Répondez aux questions suivantes à partir du texte sur l'attaque de la gare de Kramatorsk :
(a) Quel est le nombre de morts, et combien d'enfants parmi eux, selon le nouveau bilan des services de sécurité ?
(b) Combien de blessés le patron de la compagnie ferroviaire Ukrzaliznytsia avait-il évoqués ?
(c) À quoi la gare était-elle utilisée ?

## TEXTE DE LA PAGE
::::

Cette frappe sanglante intervient alors que l'indignation internationale était déjà forte suite aux images d'atrocités dont a été accusée l'armée russe dans des localités dont elle s'est retirée autour de Kiev, la capitale, où de hauts responsables européens étaient attendus pour manifester leur soutien à l'Ukraine face à l'invasion russe.
La gare de Kramatorsk, "capitale" du Donbass sous contrôle ukrainien, a été la cible de l'attaque qui a fait 39 morts, dont quatre enfants, un nouveau bilan des services de sécurité.
Des journalistes de l'AFP ont vu au moins trente corps dans des sacs mortuaires ou sous des bâches devant la gare, utilisée pour l'évacuation des populations civiles de la région.
Le patron de la compagnie ferroviaire ukrainienne Ukrzaliznytsia, Oleksandre Kamychine, avait évoqué plus de 100 blessés, dénonçant une "frappe délibérée".
"Je cherche mon mari, il était là, je n'arrive pas à le joindre", a déclaré à l'AFP une femme, tremblante et en sanglots, hésitant à s'approcher des corps, son téléphone collé à l'oreille.
Une autre femme, elle aussi traumatisée, cherchait son passeport dans les affaires abandonnées. "J'étais dans la gare, j'ai entendu comme une double explosion, je me suis précipité contre le mur pour me protéger. J'ai alors vu des gens en sang rentrer dans la gare, des corps partout par terre, je ne sais pas s'ils étaient blessés ou morts. Les militaires se sont précipités pour nous dire d'évacuer la gare, j'ai tout laissé ici".
Valises abandonnées, peluches et nourriture jonchaient les quais et les alentours de la gare au fronton rouge et blanc, depuis laquelle des milliers de personnes ont été évacuées ces derniers jours.

::::

## ENTRÉES DE DONNÉES
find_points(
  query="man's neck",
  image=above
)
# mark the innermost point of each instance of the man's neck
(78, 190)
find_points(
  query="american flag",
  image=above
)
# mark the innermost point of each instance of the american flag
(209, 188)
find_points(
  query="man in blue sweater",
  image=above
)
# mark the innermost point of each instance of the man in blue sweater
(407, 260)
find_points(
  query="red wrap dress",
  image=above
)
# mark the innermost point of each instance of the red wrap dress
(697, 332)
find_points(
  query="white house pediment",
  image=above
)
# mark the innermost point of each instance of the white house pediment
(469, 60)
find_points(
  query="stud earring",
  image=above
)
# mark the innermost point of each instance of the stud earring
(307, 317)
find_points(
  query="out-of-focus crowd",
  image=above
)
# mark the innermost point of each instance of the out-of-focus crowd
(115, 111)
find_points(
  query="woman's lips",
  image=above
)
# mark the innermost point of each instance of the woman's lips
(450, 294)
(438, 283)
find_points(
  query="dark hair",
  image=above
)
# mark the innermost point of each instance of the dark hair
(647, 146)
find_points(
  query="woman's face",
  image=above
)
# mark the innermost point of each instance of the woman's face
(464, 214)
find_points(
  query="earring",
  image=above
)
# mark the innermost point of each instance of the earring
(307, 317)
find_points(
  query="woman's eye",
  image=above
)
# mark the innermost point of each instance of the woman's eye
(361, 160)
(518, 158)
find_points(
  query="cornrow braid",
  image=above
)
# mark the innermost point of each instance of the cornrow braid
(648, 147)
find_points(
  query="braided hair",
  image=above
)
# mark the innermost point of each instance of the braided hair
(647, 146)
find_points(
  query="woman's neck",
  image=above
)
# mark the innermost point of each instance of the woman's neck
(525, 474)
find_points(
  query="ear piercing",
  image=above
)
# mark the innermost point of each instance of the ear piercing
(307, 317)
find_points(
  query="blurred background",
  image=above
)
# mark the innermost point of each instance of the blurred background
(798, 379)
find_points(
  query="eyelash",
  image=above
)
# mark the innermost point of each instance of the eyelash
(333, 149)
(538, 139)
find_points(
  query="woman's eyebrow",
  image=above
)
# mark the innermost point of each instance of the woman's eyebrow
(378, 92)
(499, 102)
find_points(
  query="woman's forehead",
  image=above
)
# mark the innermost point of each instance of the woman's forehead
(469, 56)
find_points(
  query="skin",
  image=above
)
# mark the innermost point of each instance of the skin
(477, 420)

::::

## RÉPONSE COMPLÈTE
(a) 39 morts, dont quatre enfants.
(b) Plus de 100 blessés.
(c) À l'évacuation des populations civiles de la région.